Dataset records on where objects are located
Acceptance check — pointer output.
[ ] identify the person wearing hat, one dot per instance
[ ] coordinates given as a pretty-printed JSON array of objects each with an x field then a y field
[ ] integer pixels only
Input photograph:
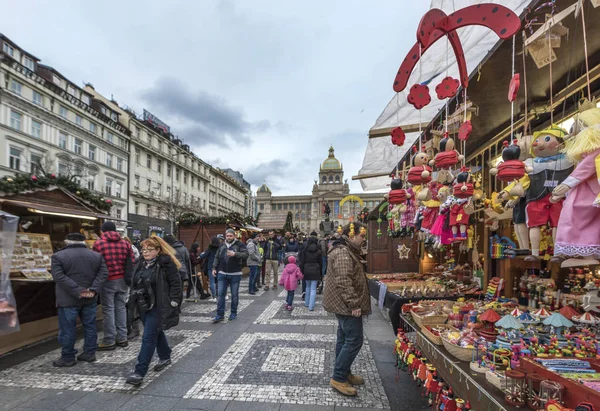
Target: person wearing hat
[
  {"x": 78, "y": 274},
  {"x": 228, "y": 269},
  {"x": 119, "y": 260},
  {"x": 546, "y": 171}
]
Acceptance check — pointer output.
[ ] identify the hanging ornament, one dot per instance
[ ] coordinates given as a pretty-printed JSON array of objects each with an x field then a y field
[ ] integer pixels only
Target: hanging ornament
[
  {"x": 447, "y": 88},
  {"x": 513, "y": 88},
  {"x": 464, "y": 131},
  {"x": 398, "y": 136},
  {"x": 419, "y": 96}
]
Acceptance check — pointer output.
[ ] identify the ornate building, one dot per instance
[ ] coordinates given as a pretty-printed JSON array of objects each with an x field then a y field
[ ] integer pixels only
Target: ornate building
[{"x": 309, "y": 211}]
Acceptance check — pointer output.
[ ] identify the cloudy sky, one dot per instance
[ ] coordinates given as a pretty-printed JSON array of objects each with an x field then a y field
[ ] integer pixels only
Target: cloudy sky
[{"x": 261, "y": 86}]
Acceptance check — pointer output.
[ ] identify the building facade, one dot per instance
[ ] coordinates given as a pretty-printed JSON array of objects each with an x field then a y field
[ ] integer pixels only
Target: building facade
[
  {"x": 49, "y": 124},
  {"x": 330, "y": 190}
]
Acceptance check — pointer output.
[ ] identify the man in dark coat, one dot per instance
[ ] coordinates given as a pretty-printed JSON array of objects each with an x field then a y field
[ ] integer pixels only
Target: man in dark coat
[{"x": 78, "y": 273}]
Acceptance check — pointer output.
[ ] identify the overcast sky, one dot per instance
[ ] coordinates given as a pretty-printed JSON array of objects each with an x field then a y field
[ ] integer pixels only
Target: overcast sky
[{"x": 261, "y": 86}]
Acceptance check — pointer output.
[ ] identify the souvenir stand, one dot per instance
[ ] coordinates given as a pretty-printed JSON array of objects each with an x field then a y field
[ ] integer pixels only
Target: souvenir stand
[
  {"x": 47, "y": 213},
  {"x": 476, "y": 156}
]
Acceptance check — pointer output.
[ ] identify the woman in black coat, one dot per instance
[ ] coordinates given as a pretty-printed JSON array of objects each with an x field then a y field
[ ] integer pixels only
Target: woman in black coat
[
  {"x": 156, "y": 289},
  {"x": 311, "y": 265}
]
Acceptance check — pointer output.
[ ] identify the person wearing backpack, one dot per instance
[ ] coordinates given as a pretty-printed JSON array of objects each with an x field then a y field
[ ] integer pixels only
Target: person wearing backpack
[{"x": 254, "y": 261}]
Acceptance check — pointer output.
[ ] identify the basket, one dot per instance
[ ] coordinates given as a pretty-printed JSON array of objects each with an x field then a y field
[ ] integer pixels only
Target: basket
[
  {"x": 436, "y": 339},
  {"x": 422, "y": 320},
  {"x": 461, "y": 353}
]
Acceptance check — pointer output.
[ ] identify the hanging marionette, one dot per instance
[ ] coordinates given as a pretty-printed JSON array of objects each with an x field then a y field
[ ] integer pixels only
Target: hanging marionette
[
  {"x": 419, "y": 175},
  {"x": 578, "y": 232},
  {"x": 549, "y": 169},
  {"x": 462, "y": 191}
]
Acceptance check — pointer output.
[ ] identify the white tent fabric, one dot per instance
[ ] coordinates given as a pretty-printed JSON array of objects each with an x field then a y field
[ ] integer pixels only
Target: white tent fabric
[{"x": 439, "y": 61}]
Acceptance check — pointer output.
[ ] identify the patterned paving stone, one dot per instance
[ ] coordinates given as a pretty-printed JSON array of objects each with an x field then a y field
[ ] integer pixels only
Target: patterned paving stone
[
  {"x": 276, "y": 313},
  {"x": 107, "y": 374},
  {"x": 284, "y": 368},
  {"x": 204, "y": 311}
]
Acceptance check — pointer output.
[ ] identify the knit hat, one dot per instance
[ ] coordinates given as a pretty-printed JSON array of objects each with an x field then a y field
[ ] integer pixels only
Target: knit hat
[
  {"x": 75, "y": 237},
  {"x": 108, "y": 226}
]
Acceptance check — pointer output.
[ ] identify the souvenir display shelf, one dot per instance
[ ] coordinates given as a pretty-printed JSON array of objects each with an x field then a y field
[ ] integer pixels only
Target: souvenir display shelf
[{"x": 475, "y": 388}]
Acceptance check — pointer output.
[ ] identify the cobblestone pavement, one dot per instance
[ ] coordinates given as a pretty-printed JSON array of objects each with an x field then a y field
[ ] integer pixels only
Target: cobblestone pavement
[{"x": 269, "y": 358}]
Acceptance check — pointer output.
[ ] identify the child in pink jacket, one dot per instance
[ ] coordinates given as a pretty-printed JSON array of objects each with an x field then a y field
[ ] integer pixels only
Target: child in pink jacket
[{"x": 289, "y": 279}]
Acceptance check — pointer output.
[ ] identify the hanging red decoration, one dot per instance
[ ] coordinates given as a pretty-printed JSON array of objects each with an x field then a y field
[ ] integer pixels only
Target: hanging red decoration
[
  {"x": 464, "y": 131},
  {"x": 513, "y": 88},
  {"x": 398, "y": 136},
  {"x": 419, "y": 96},
  {"x": 435, "y": 24},
  {"x": 447, "y": 88}
]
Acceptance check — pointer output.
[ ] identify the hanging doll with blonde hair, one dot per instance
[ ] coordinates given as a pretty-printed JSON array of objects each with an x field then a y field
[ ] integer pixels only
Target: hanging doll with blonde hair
[{"x": 578, "y": 233}]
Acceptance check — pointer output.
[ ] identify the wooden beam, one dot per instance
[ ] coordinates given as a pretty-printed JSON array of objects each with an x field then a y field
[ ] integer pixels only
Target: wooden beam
[{"x": 407, "y": 128}]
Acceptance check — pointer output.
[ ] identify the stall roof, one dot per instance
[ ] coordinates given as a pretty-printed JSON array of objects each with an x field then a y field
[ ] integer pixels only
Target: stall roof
[{"x": 381, "y": 155}]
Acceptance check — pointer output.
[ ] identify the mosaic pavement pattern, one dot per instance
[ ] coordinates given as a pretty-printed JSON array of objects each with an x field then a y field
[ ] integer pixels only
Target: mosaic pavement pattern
[
  {"x": 287, "y": 368},
  {"x": 107, "y": 374},
  {"x": 276, "y": 313},
  {"x": 205, "y": 310}
]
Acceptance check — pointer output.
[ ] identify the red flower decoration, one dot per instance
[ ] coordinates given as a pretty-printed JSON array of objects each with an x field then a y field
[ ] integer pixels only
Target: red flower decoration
[
  {"x": 465, "y": 130},
  {"x": 419, "y": 96},
  {"x": 398, "y": 136},
  {"x": 447, "y": 88}
]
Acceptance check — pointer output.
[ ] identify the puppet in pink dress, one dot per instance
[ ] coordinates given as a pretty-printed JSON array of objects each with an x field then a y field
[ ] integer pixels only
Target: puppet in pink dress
[{"x": 578, "y": 232}]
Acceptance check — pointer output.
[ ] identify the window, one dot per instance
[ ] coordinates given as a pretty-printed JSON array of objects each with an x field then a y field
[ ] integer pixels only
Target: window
[
  {"x": 37, "y": 98},
  {"x": 15, "y": 119},
  {"x": 8, "y": 49},
  {"x": 36, "y": 129},
  {"x": 29, "y": 63},
  {"x": 15, "y": 87},
  {"x": 77, "y": 145},
  {"x": 35, "y": 161},
  {"x": 14, "y": 161},
  {"x": 62, "y": 140},
  {"x": 63, "y": 169}
]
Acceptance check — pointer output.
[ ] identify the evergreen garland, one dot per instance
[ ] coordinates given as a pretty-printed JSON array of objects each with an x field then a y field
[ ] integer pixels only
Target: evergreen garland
[{"x": 22, "y": 183}]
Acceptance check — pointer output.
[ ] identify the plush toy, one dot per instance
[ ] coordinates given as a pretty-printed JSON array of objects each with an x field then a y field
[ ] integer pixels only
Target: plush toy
[
  {"x": 578, "y": 233},
  {"x": 549, "y": 168},
  {"x": 448, "y": 157},
  {"x": 420, "y": 175},
  {"x": 462, "y": 191}
]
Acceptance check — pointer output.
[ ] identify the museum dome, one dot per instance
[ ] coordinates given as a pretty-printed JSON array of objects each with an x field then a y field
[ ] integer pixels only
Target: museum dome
[{"x": 331, "y": 163}]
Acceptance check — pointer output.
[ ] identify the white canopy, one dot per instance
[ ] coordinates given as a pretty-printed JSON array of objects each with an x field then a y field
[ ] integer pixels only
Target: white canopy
[{"x": 381, "y": 155}]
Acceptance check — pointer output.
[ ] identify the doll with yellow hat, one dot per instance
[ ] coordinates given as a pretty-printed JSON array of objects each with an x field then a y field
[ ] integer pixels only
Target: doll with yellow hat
[
  {"x": 546, "y": 172},
  {"x": 579, "y": 225}
]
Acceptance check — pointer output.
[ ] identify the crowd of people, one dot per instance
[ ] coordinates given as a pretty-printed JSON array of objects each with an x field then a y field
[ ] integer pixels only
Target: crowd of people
[{"x": 148, "y": 284}]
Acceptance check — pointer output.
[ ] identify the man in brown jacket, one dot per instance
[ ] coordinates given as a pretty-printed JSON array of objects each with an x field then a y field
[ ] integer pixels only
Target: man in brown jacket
[{"x": 347, "y": 296}]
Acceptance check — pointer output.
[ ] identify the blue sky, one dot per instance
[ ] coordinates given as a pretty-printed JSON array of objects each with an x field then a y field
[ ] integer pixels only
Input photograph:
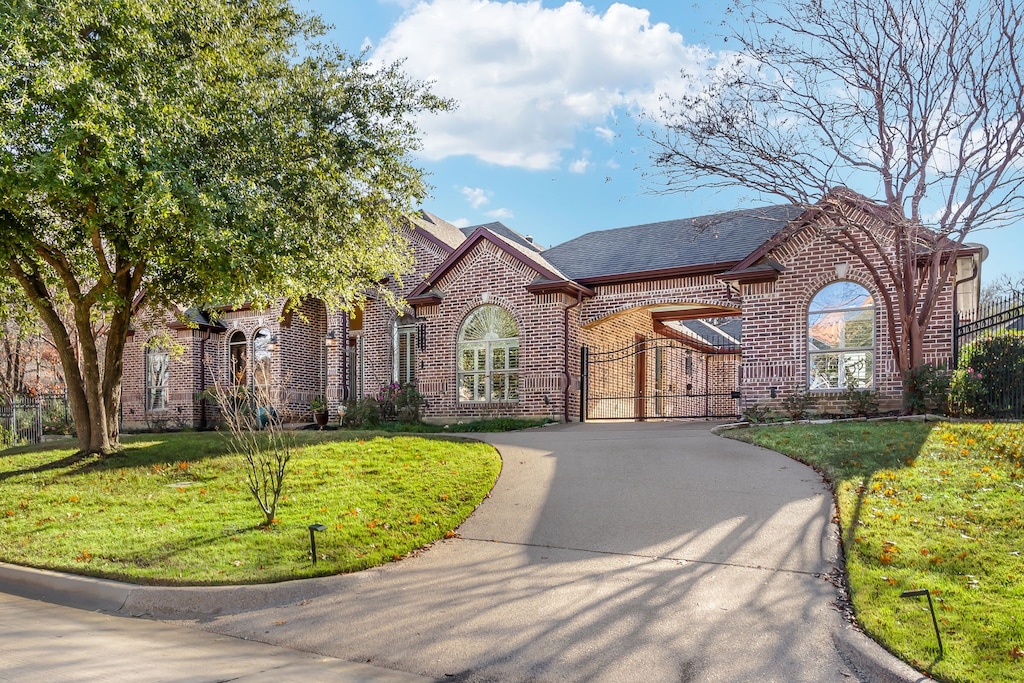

> EXERCISE DESCRIPTION
Locate every line in the rows above that contains the word "blonde" and copy each of those lines.

> THE OUTPUT
[ ] identify the hanging doll with blonde hair, one dot per instance
Target: hanging doll with blonde hair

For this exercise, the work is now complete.